- _Exercise instructions_
Extract all records. Keep each one exact.

Saved entries:
──────────────────────────────
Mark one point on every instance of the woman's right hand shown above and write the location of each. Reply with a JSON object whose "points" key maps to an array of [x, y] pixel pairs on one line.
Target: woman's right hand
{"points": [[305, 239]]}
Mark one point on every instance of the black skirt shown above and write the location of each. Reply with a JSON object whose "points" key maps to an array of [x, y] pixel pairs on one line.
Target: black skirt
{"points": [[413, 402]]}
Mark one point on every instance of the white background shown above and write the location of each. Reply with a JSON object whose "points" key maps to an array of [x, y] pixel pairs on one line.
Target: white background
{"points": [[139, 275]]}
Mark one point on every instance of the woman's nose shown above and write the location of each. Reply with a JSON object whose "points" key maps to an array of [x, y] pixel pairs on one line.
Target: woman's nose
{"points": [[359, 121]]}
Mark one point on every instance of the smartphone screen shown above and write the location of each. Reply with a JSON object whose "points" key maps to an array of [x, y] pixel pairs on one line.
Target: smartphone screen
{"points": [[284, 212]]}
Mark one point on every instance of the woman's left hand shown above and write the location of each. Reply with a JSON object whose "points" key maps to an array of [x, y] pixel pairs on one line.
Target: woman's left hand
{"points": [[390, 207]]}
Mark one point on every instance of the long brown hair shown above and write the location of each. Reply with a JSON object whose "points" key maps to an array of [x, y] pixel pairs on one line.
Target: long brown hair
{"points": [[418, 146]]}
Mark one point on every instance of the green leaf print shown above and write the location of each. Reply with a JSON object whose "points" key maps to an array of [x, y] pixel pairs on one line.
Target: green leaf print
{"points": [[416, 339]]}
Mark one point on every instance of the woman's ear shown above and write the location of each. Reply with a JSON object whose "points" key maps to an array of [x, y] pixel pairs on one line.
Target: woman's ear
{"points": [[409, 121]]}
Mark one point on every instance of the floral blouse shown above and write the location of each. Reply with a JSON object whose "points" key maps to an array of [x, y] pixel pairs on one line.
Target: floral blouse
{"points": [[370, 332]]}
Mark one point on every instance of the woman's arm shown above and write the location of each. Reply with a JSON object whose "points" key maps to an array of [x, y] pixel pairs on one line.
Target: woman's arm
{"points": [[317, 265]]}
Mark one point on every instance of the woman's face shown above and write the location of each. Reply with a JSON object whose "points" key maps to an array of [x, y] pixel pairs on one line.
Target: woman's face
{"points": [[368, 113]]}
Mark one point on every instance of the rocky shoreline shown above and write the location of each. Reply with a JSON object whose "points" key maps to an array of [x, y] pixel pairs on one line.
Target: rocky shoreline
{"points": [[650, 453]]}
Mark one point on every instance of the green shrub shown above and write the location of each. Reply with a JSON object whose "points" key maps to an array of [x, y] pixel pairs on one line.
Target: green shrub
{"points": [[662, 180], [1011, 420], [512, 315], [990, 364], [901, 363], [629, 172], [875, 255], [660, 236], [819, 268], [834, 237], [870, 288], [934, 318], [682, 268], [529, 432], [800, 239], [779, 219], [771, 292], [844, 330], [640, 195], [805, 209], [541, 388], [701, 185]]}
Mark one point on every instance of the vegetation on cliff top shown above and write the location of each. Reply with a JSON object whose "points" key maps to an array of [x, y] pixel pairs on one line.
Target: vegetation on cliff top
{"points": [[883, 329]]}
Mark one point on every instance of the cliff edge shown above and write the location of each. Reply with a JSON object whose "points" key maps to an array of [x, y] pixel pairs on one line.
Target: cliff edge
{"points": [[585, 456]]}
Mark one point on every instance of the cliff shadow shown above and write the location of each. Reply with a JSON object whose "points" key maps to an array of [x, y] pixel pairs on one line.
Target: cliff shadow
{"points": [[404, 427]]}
──────────────────────────────
- _Reply_
Mark one point on every instance of the woman's right hand shown above and write the location of each. Reply with a JSON object whose "points" key maps to an array of [x, y] pixel pairs on one line.
Target: woman's right hand
{"points": [[305, 239]]}
Mark one point on every instance of the black skirt shown above and write the location of each. Reply with a JSON object whose "points" key maps to an array of [x, y] pixel pairs on one line.
Target: black skirt
{"points": [[413, 402]]}
Mark one point on every instance of the white background shown above and write the location of each. Reply with a JSON object whose "points" key maps to an array of [x, y] pixel pairs on one line.
Target: white background
{"points": [[139, 275]]}
Mark one point on every instance of the woman's nose shown above and write the location of each. Reply with a JSON object whose "points" key maps to an array of [x, y] pixel pairs on one line.
Target: woman's nose
{"points": [[359, 121]]}
Mark one point on every instance of the smartphone screen shown above and write the location of each. Reply with a JSON object whose "points" key maps to an array of [x, y] pixel pairs on one line.
Target: smartphone screen
{"points": [[284, 212]]}
Mark one point on every instance of the woman's left hand shown above and write the location of each. Reply with a JSON object whose "points" key maps to an array of [x, y] pixel pairs on one line.
Target: woman's left hand
{"points": [[390, 207]]}
Mark one point on every instance of the long brown hair shown above and write the location of each. Reply with a JSON object whose "points" key maps to an array of [x, y] pixel pairs on one line.
Target: long brown hair
{"points": [[418, 146]]}
Mark one point on every instance of the green leaf print shown above and write the location of each. Reply with a JSON object whose "points" key maps to an array of [x, y] pixel pairs on one line.
Target: green leaf print
{"points": [[416, 339]]}
Mark one point on every instance of the woman's ear shown above and write the location of each. Reply with a JSON object whose "points" key maps to an array of [x, y] pixel pairs on one line.
Target: woman's ear
{"points": [[409, 121]]}
Mark one point on every instance of the floral blouse shown above and write the location of each. Reply with a JSON object whose "points" key maps to an array of [x, y] pixel pairs on one line.
Target: floral blouse
{"points": [[370, 332]]}
Mark one point on every instance of the woman's arm shown above and write the location of each. Reply with a JSON object whose "points" key maps to an array of [x, y] pixel pairs on one line.
Target: woman's arm
{"points": [[317, 265]]}
Mark one point on every instance of the woman's face shown above and write the location of each. Reply with a JSON object whose "points" key maps to an array of [x, y] pixel pairs on one line.
Target: woman's face
{"points": [[368, 113]]}
Mark one point on every instance of the rocky shoreline shown above and write the location of each. Reply with a JSON object whose "points" key maps to an array of [x, y] pixel pairs on one line.
Target: rocky shoreline
{"points": [[650, 453]]}
Mark one point on every instance of the green shrub shown above and write the location of each. Reply with a JSON object whose "points" key maps to an array of [x, y] pixel pairs on one line.
Target: green shrub
{"points": [[662, 180], [1011, 420], [512, 315], [990, 364], [901, 363], [629, 172], [875, 255], [660, 236], [819, 268], [834, 237], [870, 288], [934, 318], [682, 268], [529, 432], [800, 239], [779, 219], [771, 292], [844, 330], [640, 195], [805, 209], [541, 388], [701, 185]]}
Mark one point on every instance of the vegetation on cliff top shown above and write the location of each. Reply with a JSON object whose "points" key maps to an array of [x, y] pixel pairs on one line.
Target: vegetation on cliff top
{"points": [[883, 329]]}
Mark one point on every instance of the cliff edge shown above and write the location of each. Reply with a JSON object whose "points" key maps to an array of [x, y] pixel pairs on one line.
Target: cliff edge
{"points": [[585, 456]]}
Mark one point on every instance of the cliff shadow shown above and write the location of each. Reply with a JSON object whose "points" key maps to an array of [x, y] pixel pairs on one line.
Target: cliff shadow
{"points": [[404, 427]]}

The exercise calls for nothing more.